<<<<
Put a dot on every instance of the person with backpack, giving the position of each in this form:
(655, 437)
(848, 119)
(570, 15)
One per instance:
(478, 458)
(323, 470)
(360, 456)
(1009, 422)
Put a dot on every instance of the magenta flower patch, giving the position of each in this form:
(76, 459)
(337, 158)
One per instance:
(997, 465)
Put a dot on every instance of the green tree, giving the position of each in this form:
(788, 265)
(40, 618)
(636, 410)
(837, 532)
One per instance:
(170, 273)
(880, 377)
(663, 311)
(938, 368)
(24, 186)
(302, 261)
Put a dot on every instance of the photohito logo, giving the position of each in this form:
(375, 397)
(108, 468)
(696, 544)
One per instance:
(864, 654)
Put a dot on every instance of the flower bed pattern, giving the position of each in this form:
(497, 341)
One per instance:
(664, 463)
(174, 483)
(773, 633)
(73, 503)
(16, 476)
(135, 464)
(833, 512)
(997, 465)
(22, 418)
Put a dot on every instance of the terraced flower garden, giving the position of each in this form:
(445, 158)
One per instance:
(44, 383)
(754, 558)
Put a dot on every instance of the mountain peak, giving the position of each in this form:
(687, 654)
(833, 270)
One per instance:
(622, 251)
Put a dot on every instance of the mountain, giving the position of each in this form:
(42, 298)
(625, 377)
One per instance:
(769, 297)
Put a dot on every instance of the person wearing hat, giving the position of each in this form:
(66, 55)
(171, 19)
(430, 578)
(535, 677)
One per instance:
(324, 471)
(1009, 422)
>>>>
<<<<
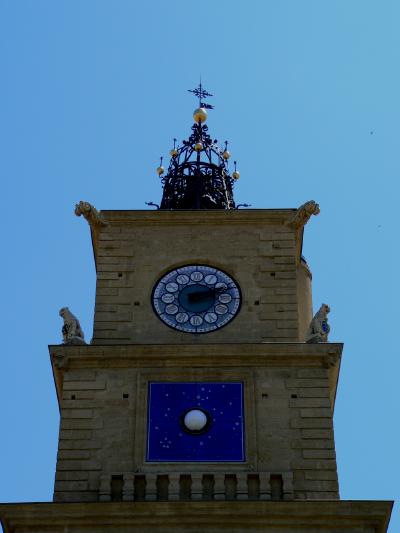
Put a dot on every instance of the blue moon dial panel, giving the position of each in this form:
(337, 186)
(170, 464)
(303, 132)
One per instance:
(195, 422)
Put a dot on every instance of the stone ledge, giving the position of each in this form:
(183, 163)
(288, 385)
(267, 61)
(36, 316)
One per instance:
>>>>
<<<<
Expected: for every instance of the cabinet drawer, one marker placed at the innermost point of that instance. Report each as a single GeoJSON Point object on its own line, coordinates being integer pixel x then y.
>>>>
→ OBJECTIVE
Tally the lines above that contain the word "mountain" and give only that number.

→ SOLUTION FOR THIS TASK
2